*EXERCISE*: What are the lines, written out exactly, from the one containing "Every instance of the rusty" to the end of the entries below? Include both ends and nothing more.

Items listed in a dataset
---------------

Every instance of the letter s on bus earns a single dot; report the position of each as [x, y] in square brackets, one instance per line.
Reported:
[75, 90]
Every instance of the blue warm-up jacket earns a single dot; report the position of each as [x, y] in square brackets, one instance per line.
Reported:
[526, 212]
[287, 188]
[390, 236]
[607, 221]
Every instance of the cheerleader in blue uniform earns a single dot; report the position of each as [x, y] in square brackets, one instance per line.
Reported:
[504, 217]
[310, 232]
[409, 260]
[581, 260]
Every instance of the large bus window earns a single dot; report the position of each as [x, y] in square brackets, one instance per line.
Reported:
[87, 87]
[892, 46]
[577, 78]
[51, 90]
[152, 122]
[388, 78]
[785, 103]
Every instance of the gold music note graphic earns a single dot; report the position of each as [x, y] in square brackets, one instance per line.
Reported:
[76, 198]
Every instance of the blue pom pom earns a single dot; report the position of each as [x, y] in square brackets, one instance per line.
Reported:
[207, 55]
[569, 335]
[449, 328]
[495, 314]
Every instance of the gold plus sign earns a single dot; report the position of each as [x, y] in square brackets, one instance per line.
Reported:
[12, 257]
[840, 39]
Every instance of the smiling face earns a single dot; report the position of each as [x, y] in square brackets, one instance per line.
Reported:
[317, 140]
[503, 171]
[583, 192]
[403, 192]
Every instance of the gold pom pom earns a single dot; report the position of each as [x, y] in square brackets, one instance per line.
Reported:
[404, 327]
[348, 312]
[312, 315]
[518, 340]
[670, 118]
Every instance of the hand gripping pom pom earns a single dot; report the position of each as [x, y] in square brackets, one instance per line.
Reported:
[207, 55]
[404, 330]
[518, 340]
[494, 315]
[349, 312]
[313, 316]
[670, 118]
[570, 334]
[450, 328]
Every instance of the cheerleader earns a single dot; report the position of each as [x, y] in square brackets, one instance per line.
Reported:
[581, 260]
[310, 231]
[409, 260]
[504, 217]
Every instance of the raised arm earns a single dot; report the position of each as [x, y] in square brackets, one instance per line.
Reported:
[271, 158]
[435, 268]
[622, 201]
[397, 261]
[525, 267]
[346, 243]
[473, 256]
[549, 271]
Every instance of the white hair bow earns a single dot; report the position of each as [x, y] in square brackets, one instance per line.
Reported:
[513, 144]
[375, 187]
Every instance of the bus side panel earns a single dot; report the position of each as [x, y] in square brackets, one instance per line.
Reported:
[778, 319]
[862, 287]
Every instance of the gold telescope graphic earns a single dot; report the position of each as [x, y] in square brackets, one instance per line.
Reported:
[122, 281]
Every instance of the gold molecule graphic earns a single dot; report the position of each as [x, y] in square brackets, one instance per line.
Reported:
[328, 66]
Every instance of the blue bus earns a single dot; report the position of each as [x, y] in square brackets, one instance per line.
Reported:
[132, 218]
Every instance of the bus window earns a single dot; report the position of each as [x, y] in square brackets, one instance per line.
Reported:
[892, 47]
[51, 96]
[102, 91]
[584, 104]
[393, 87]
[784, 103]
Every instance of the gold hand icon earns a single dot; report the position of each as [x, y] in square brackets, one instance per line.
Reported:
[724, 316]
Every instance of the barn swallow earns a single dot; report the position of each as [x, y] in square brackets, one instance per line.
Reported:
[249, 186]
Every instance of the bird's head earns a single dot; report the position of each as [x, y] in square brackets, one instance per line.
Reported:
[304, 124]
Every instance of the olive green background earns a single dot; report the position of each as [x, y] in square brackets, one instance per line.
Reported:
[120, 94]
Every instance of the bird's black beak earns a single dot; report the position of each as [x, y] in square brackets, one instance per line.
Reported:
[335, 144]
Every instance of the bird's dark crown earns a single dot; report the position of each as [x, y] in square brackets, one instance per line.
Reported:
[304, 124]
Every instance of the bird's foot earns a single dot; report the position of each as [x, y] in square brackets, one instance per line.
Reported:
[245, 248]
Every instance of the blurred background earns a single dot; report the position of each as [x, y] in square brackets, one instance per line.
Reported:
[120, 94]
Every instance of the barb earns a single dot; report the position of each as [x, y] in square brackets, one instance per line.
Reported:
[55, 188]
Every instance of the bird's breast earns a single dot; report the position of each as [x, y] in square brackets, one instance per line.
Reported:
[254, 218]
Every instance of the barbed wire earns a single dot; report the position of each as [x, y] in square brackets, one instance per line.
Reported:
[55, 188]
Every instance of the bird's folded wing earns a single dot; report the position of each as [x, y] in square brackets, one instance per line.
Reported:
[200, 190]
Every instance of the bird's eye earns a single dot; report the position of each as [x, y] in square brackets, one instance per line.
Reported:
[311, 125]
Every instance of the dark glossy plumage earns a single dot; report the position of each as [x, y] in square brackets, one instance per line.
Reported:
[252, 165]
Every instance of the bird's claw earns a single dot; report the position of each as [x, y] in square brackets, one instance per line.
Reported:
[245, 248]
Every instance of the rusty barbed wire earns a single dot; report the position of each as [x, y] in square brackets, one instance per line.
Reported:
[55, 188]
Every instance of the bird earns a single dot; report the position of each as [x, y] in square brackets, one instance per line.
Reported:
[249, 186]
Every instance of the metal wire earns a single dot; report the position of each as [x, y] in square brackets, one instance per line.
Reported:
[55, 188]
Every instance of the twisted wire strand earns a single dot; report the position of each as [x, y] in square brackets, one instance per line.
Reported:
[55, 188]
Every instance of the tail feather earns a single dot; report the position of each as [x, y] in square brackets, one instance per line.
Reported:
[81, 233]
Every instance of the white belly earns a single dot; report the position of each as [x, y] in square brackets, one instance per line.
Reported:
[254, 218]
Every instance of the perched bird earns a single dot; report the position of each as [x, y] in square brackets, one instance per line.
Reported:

---------------

*RESULT OF THE EXERCISE*:
Every instance of the rusty barbed wire earns a single dot; report the position of each as [x, y] in square brackets, one instance per line.
Reported:
[55, 188]
Every instance of the bird earns a single dot; report the position of each as [x, y] in square brackets, one instance per line.
Reported:
[249, 186]
Every instance of the metal wire earns a single dot; report the position of each as [x, y] in square brackets, one instance per line.
Reported:
[55, 188]
Every instance of the twisted wire strand earns a single dot; report the position of each as [x, y] in square brackets, one instance per line.
Reported:
[55, 188]
Every instance of the tail feather earns a single dot; report the position of each as [x, y] in square brackets, one instance per line.
Reported:
[81, 233]
Every instance of the white belly earns a single dot; report the position of each as [x, y] in square brackets, one instance per line.
Reported:
[254, 218]
Every instance of the perched bird earns a single dot; report the position of each as [x, y] in square brackets, one instance per line.
Reported:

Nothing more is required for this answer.